*Supplied text*.

----------------

VDP: Prior to that album, I had traveled with the Esso Trinidad Steel Band through the South. At one point, we were on a snowy country road in Arkansas, and the bus broke down. At that moment, a good American came out on his front porch, took his shotgun, and aimed it in the air and took a shot so that we would all know that he had a shotgun. There were other criminal offenses like that that I watched. The experience resulted in their album on Warner and the documentary [which comes packaged with the reissue of the Esso album] and my related pursuit of calypso. Now, the steel band was just a ha-ha-ha amusement—a novelty act—for Warner Brothers executives. But for me, it was a moment to pronounce my spectacularly sole objection to oil company practices. In 1969, I started paying attention to it with the spill off the coast of Santa Barbara. Discover America is about oil and our insatiable pursuit for oil. The steel band was a wonderful form to use. Steel is oil drums. I thought it would have a truly “cosmetic” value. I thought it would improve the cosmos.
Esso Trinidad Steel Band performing “Cecilia,” from the documentary about the band
TDS: There’s a lot of coded meaning in your albums. You have to listen really closely to appreciate what’s going on sometimes.

----------------

*Information shown*.
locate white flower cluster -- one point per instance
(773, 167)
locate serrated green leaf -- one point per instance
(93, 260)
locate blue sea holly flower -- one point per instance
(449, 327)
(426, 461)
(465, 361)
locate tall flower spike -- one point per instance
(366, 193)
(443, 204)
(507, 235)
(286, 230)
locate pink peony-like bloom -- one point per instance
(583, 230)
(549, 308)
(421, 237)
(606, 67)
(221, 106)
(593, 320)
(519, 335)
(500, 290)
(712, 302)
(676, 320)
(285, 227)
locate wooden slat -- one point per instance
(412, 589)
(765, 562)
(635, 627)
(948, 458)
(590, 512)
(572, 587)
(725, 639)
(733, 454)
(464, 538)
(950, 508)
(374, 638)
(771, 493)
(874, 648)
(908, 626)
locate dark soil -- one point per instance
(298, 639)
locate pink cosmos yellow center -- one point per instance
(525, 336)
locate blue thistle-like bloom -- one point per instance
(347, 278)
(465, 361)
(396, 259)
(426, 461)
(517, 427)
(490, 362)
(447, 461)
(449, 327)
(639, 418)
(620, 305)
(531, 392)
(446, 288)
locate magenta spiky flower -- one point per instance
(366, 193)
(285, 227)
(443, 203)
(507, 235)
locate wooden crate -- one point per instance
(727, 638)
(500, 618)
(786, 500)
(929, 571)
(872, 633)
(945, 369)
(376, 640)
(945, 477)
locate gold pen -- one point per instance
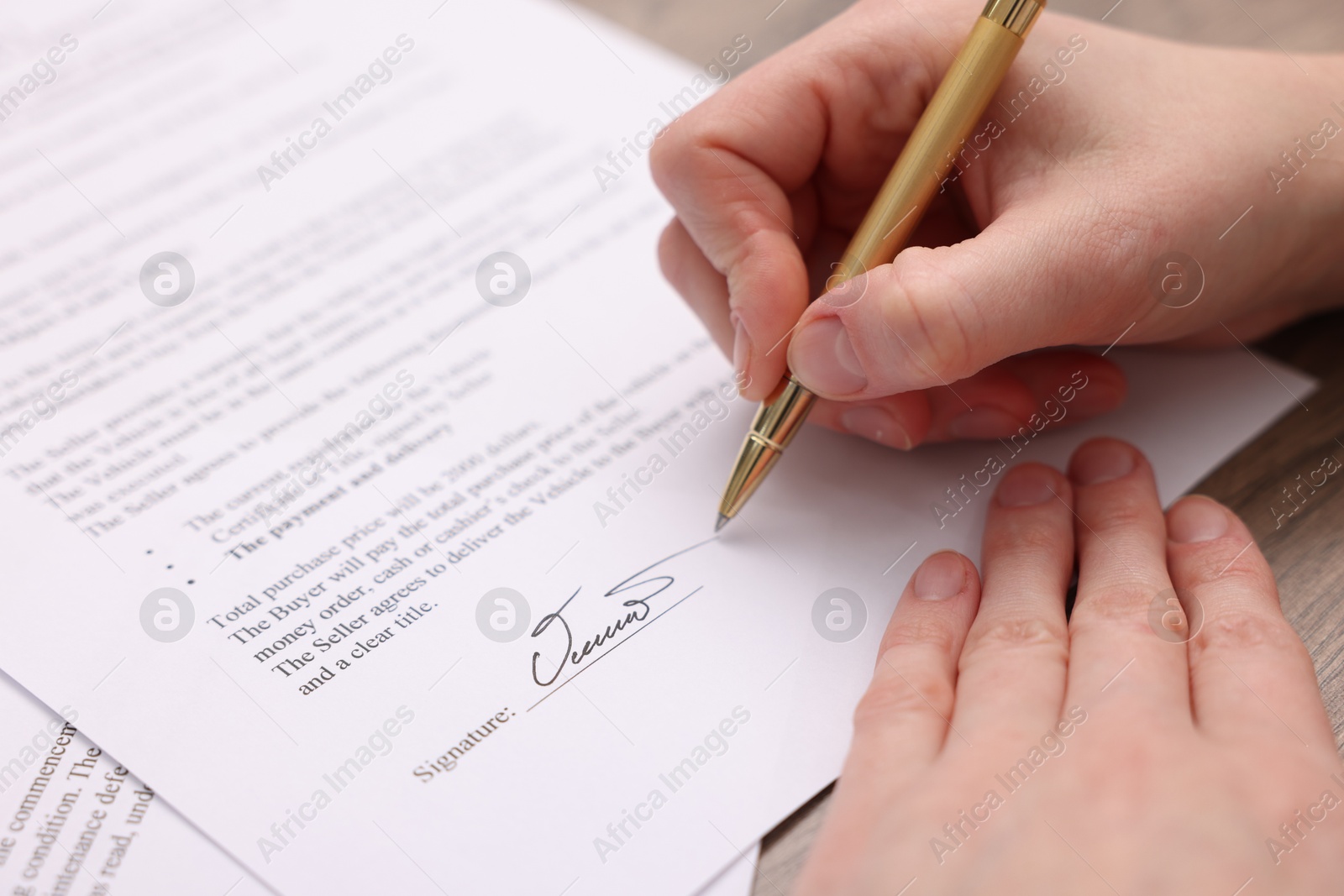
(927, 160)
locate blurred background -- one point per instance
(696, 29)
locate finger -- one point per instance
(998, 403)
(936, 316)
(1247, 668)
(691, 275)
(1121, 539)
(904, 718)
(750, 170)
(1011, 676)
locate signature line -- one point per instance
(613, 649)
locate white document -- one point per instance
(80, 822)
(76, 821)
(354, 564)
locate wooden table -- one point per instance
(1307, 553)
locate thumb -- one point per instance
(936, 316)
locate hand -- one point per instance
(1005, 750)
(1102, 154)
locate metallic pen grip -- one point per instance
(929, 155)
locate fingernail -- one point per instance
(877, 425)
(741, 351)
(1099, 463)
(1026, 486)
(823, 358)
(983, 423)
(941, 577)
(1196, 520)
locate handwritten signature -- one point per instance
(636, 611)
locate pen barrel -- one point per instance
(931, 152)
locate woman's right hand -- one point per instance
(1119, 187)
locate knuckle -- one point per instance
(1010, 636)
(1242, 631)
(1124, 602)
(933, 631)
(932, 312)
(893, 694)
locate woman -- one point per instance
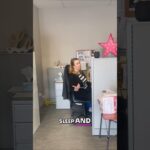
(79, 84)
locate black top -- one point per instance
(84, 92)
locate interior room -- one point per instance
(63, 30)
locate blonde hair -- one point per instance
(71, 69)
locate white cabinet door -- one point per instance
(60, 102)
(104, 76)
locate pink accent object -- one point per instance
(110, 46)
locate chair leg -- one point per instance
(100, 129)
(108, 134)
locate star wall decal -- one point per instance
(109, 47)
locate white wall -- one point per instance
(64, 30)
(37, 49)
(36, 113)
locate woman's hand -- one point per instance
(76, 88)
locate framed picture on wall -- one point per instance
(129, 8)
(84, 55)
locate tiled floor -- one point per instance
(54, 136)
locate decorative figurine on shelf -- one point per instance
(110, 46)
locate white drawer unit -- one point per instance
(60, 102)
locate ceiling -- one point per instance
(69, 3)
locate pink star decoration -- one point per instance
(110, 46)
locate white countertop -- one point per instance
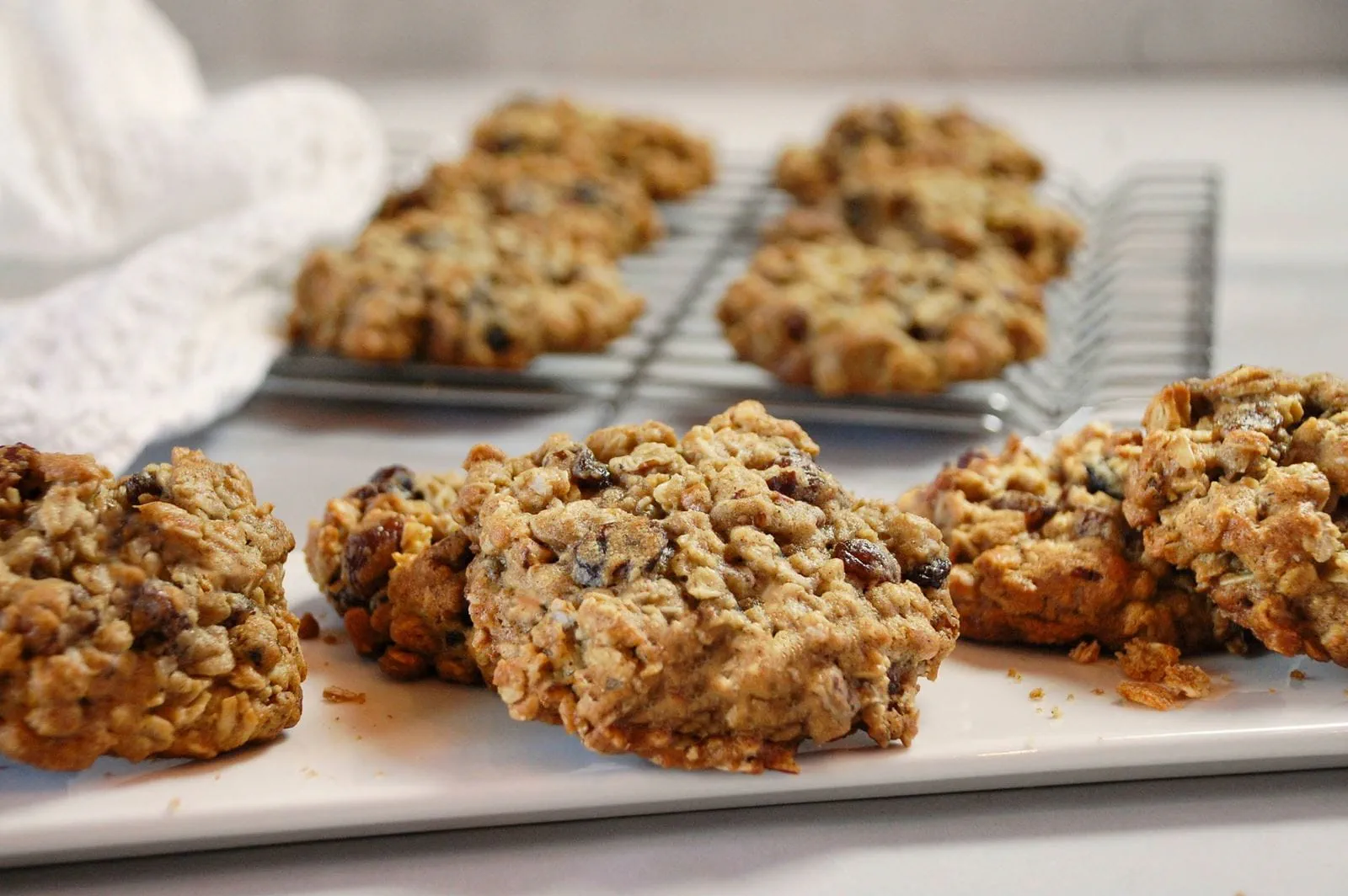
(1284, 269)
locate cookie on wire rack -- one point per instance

----------------

*Exercise requirements*. Reproduce the entire interview excerpt about the Esso Trinidad Steel Band word for word. The entries are separate material and have no connection to the interview excerpt.

*Result*.
VDP: Prior to that album, I had traveled with the Esso Trinidad Steel Band through the South. At one point, we were on a snowy country road in Arkansas, and the bus broke down. At that moment, a good American came out on his front porch, took his shotgun, and aimed it in the air and took a shot so that we would all know that he had a shotgun. There were other criminal offenses like that that I watched. The experience resulted in their album on Warner and the documentary [which comes packaged with the reissue of the Esso album] and my related pursuit of calypso. Now, the steel band was just a ha-ha-ha amusement—a novelty act—for Warner Brothers executives. But for me, it was a moment to pronounce my spectacularly sole objection to oil company practices. In 1969, I started paying attention to it with the spill off the coast of Santa Barbara. Discover America is about oil and our insatiable pursuit for oil. The steel band was a wonderful form to use. Steel is oil drums. I thought it would have a truly “cosmetic” value. I thought it would improve the cosmos.
Esso Trinidad Steel Band performing “Cecilia,” from the documentary about the band
TDS: There’s a lot of coded meaning in your albums. You have to listen really closely to appreciate what’s going on sometimes.